## Problem
Return every line of the data below, exactly.

[Region pointing data]

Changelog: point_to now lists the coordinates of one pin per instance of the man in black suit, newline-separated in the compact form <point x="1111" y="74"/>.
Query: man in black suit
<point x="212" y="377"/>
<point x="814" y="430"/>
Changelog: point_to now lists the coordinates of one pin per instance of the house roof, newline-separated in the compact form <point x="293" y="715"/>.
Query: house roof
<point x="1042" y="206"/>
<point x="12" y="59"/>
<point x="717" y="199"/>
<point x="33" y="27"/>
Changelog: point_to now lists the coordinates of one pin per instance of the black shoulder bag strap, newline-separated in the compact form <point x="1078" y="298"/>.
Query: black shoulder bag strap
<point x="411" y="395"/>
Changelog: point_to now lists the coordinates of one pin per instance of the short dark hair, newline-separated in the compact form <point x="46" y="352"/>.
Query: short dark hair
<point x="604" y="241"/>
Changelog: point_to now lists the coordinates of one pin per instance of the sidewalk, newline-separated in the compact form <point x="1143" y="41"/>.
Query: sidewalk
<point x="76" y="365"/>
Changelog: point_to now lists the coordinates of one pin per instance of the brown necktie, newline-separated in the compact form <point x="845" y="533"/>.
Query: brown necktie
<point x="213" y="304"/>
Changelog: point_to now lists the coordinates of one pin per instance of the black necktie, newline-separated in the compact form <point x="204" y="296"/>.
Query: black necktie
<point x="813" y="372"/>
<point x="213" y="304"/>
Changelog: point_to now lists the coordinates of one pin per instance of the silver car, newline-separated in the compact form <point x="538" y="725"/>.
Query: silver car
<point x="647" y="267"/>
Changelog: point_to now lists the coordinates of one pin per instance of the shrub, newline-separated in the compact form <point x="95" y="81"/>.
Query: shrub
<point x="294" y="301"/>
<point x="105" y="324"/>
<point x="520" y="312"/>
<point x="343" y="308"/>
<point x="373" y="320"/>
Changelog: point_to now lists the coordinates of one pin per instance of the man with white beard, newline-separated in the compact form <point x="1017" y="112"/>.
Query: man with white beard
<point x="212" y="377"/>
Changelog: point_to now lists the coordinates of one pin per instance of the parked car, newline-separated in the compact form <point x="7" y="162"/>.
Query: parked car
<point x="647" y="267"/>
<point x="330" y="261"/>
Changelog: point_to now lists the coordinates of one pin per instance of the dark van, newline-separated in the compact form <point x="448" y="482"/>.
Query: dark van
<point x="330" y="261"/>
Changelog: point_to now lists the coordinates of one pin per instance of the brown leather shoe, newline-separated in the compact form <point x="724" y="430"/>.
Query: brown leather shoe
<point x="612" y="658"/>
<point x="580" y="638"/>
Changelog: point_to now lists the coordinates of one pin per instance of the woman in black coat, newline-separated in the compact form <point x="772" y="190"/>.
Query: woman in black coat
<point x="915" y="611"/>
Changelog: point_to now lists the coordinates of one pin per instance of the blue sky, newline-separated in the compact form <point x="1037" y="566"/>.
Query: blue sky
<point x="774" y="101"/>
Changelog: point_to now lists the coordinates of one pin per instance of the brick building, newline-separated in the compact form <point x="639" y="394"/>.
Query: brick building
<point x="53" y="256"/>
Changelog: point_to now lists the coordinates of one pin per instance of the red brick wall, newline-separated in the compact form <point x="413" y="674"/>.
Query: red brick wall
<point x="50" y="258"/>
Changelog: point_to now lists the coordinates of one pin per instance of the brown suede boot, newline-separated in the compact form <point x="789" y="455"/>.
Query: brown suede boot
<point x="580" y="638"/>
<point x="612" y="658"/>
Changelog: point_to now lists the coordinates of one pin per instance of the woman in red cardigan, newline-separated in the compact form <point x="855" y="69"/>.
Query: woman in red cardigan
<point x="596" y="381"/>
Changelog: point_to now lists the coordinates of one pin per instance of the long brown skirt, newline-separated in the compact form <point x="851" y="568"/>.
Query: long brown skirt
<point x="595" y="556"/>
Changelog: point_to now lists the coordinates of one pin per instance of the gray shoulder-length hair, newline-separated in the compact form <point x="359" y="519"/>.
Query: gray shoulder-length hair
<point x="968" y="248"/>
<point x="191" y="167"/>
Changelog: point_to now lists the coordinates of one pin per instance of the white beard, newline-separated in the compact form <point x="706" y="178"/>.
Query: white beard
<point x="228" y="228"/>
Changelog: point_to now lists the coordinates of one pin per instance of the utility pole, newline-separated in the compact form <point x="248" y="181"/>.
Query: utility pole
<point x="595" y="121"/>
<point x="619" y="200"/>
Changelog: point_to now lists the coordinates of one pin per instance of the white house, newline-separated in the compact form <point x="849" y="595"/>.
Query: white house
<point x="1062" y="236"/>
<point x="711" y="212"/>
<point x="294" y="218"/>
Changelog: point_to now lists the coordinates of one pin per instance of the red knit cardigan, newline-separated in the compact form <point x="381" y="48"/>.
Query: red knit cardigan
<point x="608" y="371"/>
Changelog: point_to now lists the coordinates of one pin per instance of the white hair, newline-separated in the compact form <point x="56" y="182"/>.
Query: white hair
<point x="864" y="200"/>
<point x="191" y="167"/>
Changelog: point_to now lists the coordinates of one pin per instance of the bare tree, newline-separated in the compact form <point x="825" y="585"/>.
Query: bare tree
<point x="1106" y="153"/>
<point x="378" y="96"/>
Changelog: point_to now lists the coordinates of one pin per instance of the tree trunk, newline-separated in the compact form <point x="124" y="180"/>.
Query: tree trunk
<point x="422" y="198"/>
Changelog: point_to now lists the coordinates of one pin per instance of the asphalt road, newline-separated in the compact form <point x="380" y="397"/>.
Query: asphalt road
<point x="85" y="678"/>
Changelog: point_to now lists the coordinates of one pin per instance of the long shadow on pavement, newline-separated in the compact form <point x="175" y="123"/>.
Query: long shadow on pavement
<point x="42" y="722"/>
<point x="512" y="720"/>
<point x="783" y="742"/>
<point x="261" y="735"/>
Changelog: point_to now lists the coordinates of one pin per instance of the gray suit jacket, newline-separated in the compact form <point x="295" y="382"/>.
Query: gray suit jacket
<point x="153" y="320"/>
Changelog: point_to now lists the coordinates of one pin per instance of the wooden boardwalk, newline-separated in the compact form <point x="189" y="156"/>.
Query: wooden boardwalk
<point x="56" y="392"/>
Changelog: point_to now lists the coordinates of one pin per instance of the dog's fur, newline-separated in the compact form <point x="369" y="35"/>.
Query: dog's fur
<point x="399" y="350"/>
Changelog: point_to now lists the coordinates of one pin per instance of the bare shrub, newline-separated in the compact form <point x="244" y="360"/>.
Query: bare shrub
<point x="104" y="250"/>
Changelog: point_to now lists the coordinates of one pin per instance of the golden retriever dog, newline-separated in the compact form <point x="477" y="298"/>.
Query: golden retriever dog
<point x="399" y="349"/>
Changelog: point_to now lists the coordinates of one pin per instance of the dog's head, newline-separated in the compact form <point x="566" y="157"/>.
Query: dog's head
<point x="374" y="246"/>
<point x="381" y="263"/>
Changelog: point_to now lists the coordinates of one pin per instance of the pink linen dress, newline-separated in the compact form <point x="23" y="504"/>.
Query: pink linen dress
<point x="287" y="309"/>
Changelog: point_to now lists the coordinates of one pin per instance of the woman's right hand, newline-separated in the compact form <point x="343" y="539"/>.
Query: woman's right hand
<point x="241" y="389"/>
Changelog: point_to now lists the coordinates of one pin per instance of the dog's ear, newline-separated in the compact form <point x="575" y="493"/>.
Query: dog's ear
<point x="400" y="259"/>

## Solution for this problem
Changelog: point_to now lists the coordinates of one pin per instance of the man in black suit, newline-separated in the compact form <point x="1111" y="74"/>.
Query: man in black suit
<point x="212" y="377"/>
<point x="814" y="430"/>
Changelog: point_to now lists the coordinates of one pin per instance of the house roof, newline-separated in the compact form <point x="293" y="715"/>.
Query: house roof
<point x="1042" y="206"/>
<point x="12" y="59"/>
<point x="717" y="199"/>
<point x="33" y="27"/>
Changelog: point_to now lists the coordinates of one pin per instance of the black shoulder bag strap, newline-separated in the compact form <point x="1078" y="298"/>.
Query: black shoulder bag strap
<point x="411" y="395"/>
Changelog: point_to now lists the coordinates of one pin per instance of the short dark hair, newline-separated in the compact form <point x="46" y="352"/>.
Query: short dark hair
<point x="604" y="241"/>
Changelog: point_to now lists the coordinates of one pin per instance of the sidewalk, newline-separated in the compact form <point x="1143" y="41"/>.
Query: sidewalk
<point x="76" y="365"/>
Changelog: point_to now lists the coordinates of one pin per instance of the brown necktie, newline-separated in the compact form <point x="845" y="533"/>.
Query: brown necktie
<point x="213" y="304"/>
Changelog: point_to now lists the coordinates of one pin per instance of the black necktie, newline-separated in the compact form <point x="204" y="296"/>.
Query: black necktie
<point x="813" y="372"/>
<point x="213" y="304"/>
Changelog: point_to now lists the coordinates of one pin per instance of the silver car, newline-separated in the compact form <point x="538" y="725"/>.
Query: silver car
<point x="647" y="267"/>
Changelog: point_to now lists the coordinates of one pin per instance of the shrub, newline-separated in the compact form <point x="95" y="81"/>.
Query: shrub
<point x="294" y="301"/>
<point x="105" y="324"/>
<point x="520" y="312"/>
<point x="343" y="308"/>
<point x="373" y="320"/>
Changelog: point_to now lists the coordinates of one pin per instance of the man with white beard, newline-separated in the compact form <point x="1017" y="112"/>.
Query: man with white beard
<point x="212" y="377"/>
Changelog: point_to now lists the coordinates of one pin per instance of the parked car, newline-separated in the compact form <point x="7" y="162"/>.
Query: parked car
<point x="647" y="267"/>
<point x="330" y="261"/>
Changelog: point_to now lists the coordinates of one pin per instance of the dark van, newline-separated in the compact form <point x="448" y="482"/>.
Query: dark van
<point x="330" y="261"/>
Changelog: point_to now lists the coordinates of one pin per instance of the brown leather shoe, newline-separated in the compact form <point x="724" y="430"/>.
Query: brown leather shoe
<point x="612" y="658"/>
<point x="580" y="638"/>
Changelog: point_to now lists the coordinates of one pin per instance of the woman in black coat, newline-separated in the compact form <point x="772" y="190"/>.
Query: woman in black coat
<point x="915" y="611"/>
Changelog: point_to now lists the coordinates of one pin per instance of the blue sky, newline-separated in the compact form <point x="1037" y="566"/>.
Query: blue sky
<point x="774" y="101"/>
Changelog: point_to now lists the coordinates of one pin per instance of the brick building, newline-separated in the compact form <point x="639" y="394"/>.
Query: brick building
<point x="53" y="256"/>
Changelog: point_to now lists the coordinates of one pin per instance of the red brick wall, newline-separated in the compact form <point x="413" y="674"/>.
Query: red brick wall
<point x="50" y="258"/>
Changelog: point_to now lists the coordinates of one pin per instance of the brown suede boot, newline-separated in the compact form <point x="789" y="455"/>.
Query: brown suede boot
<point x="580" y="638"/>
<point x="612" y="658"/>
Changelog: point_to now lists the coordinates of one pin per instance of the woman in red cardigan, newline-separated in the compact form <point x="855" y="69"/>.
Query: woman in red cardigan
<point x="596" y="381"/>
Changelog: point_to now lists the coordinates of one pin per instance of the long brown skirt, newline-separated in the compact form <point x="851" y="568"/>.
Query: long brown skirt
<point x="595" y="556"/>
Changelog: point_to now lists the coordinates of one pin per instance of the gray shoulder-length hair, newline-separated in the compact form <point x="359" y="519"/>.
Query: gray shoulder-length hair
<point x="968" y="248"/>
<point x="191" y="167"/>
Changelog: point_to now lists the coordinates of one pin per instance of the white beard, newline-separated in the compact form <point x="706" y="178"/>.
Query: white beard
<point x="228" y="228"/>
Changelog: point_to now lists the coordinates of one pin per instance of the utility pole, newline-separated in the compact form <point x="248" y="181"/>.
Query: utility pole
<point x="595" y="121"/>
<point x="619" y="200"/>
Changelog: point_to now lists the coordinates of one pin per instance of the white house, newline-separated in the compact form <point x="849" y="595"/>.
Query: white house
<point x="1062" y="236"/>
<point x="711" y="212"/>
<point x="294" y="218"/>
Changelog: point_to now lists the coordinates of one pin per instance of the red knit cardigan, newline-separated in the compact form <point x="381" y="48"/>.
Query: red knit cardigan
<point x="608" y="371"/>
Changelog: point_to now lists the coordinates of one pin per instance of the white hair, newline-separated in the compact form <point x="56" y="182"/>.
Query: white hair
<point x="864" y="200"/>
<point x="191" y="167"/>
Changelog: point_to now lists the coordinates of one pin per instance of the bare tree, newline-separated in the compact form <point x="825" y="585"/>.
Query: bare tree
<point x="1106" y="153"/>
<point x="378" y="96"/>
Changelog: point_to now lists the coordinates of one pin per instance of the tree trunk, newline-separated in the compact form <point x="124" y="180"/>.
Query: tree trunk
<point x="422" y="198"/>
Changelog: point_to now lists the coordinates of one pin per instance of the asphalt road, newline-separated in the compact form <point x="380" y="397"/>.
Query: asphalt road
<point x="85" y="678"/>
Changelog: point_to now lists the coordinates of one pin per instance of the long shadow on pavement, newline-separated in the compact form <point x="175" y="123"/>.
Query: long shadow on pavement
<point x="42" y="722"/>
<point x="512" y="720"/>
<point x="783" y="742"/>
<point x="261" y="735"/>
Changelog: point_to now lists the coordinates of one pin per instance of the gray suit jacket, newline-separated in the compact form <point x="295" y="382"/>.
Query: gray suit jacket
<point x="153" y="320"/>
Changelog: point_to now lists the coordinates of one pin per instance of the wooden boardwalk, newline-separated in the compact form <point x="189" y="156"/>.
Query: wooden boardwalk
<point x="56" y="392"/>
Changelog: point_to now lists the coordinates of one pin per instance of the dog's fur, newline-separated in the compact form <point x="369" y="35"/>.
Query: dog's fur
<point x="399" y="350"/>
Changelog: point_to now lists the coordinates of one pin per instance of the bare shrub, newline-separated in the compact form <point x="244" y="360"/>.
Query: bare shrub
<point x="104" y="250"/>
Changelog: point_to now lists the coordinates of one pin per instance of the golden retriever dog, newline-separated in the compact form <point x="477" y="298"/>.
Query: golden retriever dog
<point x="399" y="349"/>
Changelog: point_to now lists the coordinates of one pin per instance of the dog's head, newline-separated in the compact form <point x="566" y="157"/>.
Query: dog's head
<point x="374" y="246"/>
<point x="381" y="263"/>
Changelog: point_to now lists the coordinates of one pin per instance of the pink linen dress, newline-separated in the compact form <point x="23" y="504"/>.
Query: pink linen dress
<point x="287" y="309"/>
Changelog: point_to now lists the coordinates of one pin per instance of the woman's right hand, newline-separated in the compact form <point x="343" y="539"/>.
Query: woman's right hand
<point x="241" y="389"/>
Changelog: point_to now lists the coordinates of one pin per instance of the dog's ear, newline-separated in the compact form <point x="575" y="493"/>.
Query: dog's ear
<point x="400" y="259"/>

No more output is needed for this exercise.